[Description of the task] In the forum thread about login issues, what does Scott suspect is not being passed in the scraping session?

Login issues
I'm trying to scrape data from behind a login page and I have some valid credentials but I cannot get past the login using Screen Scraper but I can by entering the data directly in either firefox or Safari.
I've tried adding the login details in the advanced tab, I've also tried adding them as parameters and setting the type to POST. Neither works.
Any suggestions?
Login issues
Alex,
It's hard to know with the captcha involved but it sounds like the session cookie is not being passed. If you compare the last request from your proxy session to the last request in your scraping session do they both show a session cookie(s) being past?
-Scott
Logging in
Hi,
The issue I had was that I had an initial page (a form with a captcha) which then provided a results page. From the results page I collected some product IDs then the submitted these to get at the details page, however the first visit to a details page required a web based login.
This was capture well enough using a proxy session but when I came to run the scraping session I had to first deal with the captcha (see another post) and then I hit the problem that none of the details pages would be displayed, I just got the login form at each request.
However!
Reading through one of your excellent (and I mean it) tutorials, I discovered than you could capture the login page and then run the post request before running the details request. I've tried this and it works (after a fashion).
The issue I have now is how to trigger this in a sensible fashion.
At the moment I call my main (list/results) scraping session, then using a script, call the scrape details session for each match of the pattern (product ID) on that page. To get around the login I call another script which calls the login scrape session "before file is scraped" from the details session. As I said, this works but it does mean that I'm calling the login for each details page scrape (as I can see from the logs) which seems inefficient.
So, I think the product and the tutorials are great, I can scrape my site so no more help is really needed but it would be good to learn a more efficient way of doing this.
rgds/alex
Login issues
Alex,
In order to offer ideas for solutions beyond something generic we would need to see the relevant parts of the code you're working with. Also, it's helpful if you can give examples of things you've tried that either failed wholly or in part to give us ideas for how you may need to correct your approach.
Please just try to be more specific so whoever chimes in has more to work with. One of our folks will be following up on one of your earlier posts soon.
Thanks,
Scott

[Supplied data]
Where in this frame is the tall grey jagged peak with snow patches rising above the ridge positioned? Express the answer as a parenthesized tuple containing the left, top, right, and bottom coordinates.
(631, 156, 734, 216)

[Exercise output] The session cookie.